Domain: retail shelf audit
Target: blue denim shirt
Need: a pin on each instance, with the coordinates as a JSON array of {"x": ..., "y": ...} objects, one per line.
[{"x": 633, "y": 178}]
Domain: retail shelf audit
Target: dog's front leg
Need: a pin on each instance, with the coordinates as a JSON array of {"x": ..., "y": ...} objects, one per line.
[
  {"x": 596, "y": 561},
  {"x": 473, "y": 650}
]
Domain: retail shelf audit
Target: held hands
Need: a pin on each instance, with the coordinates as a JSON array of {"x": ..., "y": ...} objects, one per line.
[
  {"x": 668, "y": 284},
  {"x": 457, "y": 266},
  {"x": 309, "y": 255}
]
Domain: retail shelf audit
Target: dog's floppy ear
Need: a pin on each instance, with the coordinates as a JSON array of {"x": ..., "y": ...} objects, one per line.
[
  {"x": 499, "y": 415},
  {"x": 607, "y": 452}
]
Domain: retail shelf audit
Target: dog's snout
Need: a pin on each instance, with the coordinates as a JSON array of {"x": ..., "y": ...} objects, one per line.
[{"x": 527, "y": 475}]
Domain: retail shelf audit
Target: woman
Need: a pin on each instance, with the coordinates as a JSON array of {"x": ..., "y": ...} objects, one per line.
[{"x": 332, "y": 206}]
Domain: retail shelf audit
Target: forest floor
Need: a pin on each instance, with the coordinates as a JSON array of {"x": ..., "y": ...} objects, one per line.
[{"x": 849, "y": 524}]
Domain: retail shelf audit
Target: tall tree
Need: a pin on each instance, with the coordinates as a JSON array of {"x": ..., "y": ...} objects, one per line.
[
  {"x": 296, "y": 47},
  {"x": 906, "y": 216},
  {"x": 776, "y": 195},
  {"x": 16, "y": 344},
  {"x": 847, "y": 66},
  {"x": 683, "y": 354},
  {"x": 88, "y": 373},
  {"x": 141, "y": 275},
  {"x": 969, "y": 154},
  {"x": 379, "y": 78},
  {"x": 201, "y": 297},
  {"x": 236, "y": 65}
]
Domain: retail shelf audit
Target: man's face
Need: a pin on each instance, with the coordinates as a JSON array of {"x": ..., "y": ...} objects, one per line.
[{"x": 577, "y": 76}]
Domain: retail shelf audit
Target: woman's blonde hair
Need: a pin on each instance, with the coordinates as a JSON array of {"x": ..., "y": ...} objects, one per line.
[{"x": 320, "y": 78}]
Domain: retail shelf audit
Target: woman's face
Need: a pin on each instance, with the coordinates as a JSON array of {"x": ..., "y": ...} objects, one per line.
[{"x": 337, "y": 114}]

● ● ● ● ●

* [WHAT YOU ARE ASKED TO DO]:
Every line of the records above needs to be given again exactly.

* [RESULT]:
Domain: retail shelf audit
Target: blue denim shirt
Need: a pin on each instance, with the coordinates as a JSON array of {"x": ..., "y": ...} objects, one per line.
[{"x": 633, "y": 178}]
Domain: retail shelf audit
Target: dog's front leg
Need: a pin on each instance, with the coordinates as a JSON array of {"x": ..., "y": ...} objects, one per line.
[
  {"x": 596, "y": 561},
  {"x": 473, "y": 650}
]
Domain: retail shelf audit
Target: held hands
Need: a pin on each instance, with the coordinates as a JSON array of {"x": ..., "y": ...} objects, one per line.
[
  {"x": 668, "y": 284},
  {"x": 457, "y": 266},
  {"x": 309, "y": 255}
]
Domain: retail shelf audit
Target: dog's floppy ear
Need: a pin on each instance, with the coordinates as a JSON array of {"x": ..., "y": ...} objects, one per line.
[
  {"x": 499, "y": 415},
  {"x": 607, "y": 452}
]
Domain: retail shelf audit
Target: dog's snout
Need: a pin on each instance, with the coordinates as a JSON array of {"x": ..., "y": ...} objects, one per line.
[{"x": 527, "y": 475}]
Domain: retail shelf audit
Target: woman
Need: a pin on each instance, with the coordinates as a JSON array of {"x": ..., "y": ...} objects, one per line.
[{"x": 332, "y": 206}]
Domain: retail shelf audit
Target: forest floor
Need: a pin on each instance, with the coordinates as a JSON array of {"x": ..., "y": ...} objects, one per line.
[{"x": 849, "y": 524}]
Domain: retail shelf audit
Target: tall tree
Need: a pin on each instance, with the coordinates as a JSON array of {"x": ..., "y": ...} objects, one per line.
[
  {"x": 296, "y": 47},
  {"x": 906, "y": 216},
  {"x": 776, "y": 195},
  {"x": 16, "y": 344},
  {"x": 847, "y": 66},
  {"x": 683, "y": 354},
  {"x": 88, "y": 373},
  {"x": 141, "y": 275},
  {"x": 969, "y": 154},
  {"x": 379, "y": 78},
  {"x": 201, "y": 297},
  {"x": 236, "y": 65}
]
Domain: retail shelf audit
Target: man's face
Need: a pin on each instance, with the coordinates as a JSON array of {"x": ..., "y": ...} objects, one per line.
[{"x": 577, "y": 76}]
Domain: retail shelf audit
Target: woman's blonde hair
Need: a pin on each instance, with the coordinates as a JSON array of {"x": ..., "y": ...} objects, one per line.
[{"x": 320, "y": 78}]
Domain: retail shelf audit
Target: woman's face
Need: a pin on each instance, with the coordinates as a JSON array of {"x": ..., "y": ...} objects, one per line.
[{"x": 337, "y": 114}]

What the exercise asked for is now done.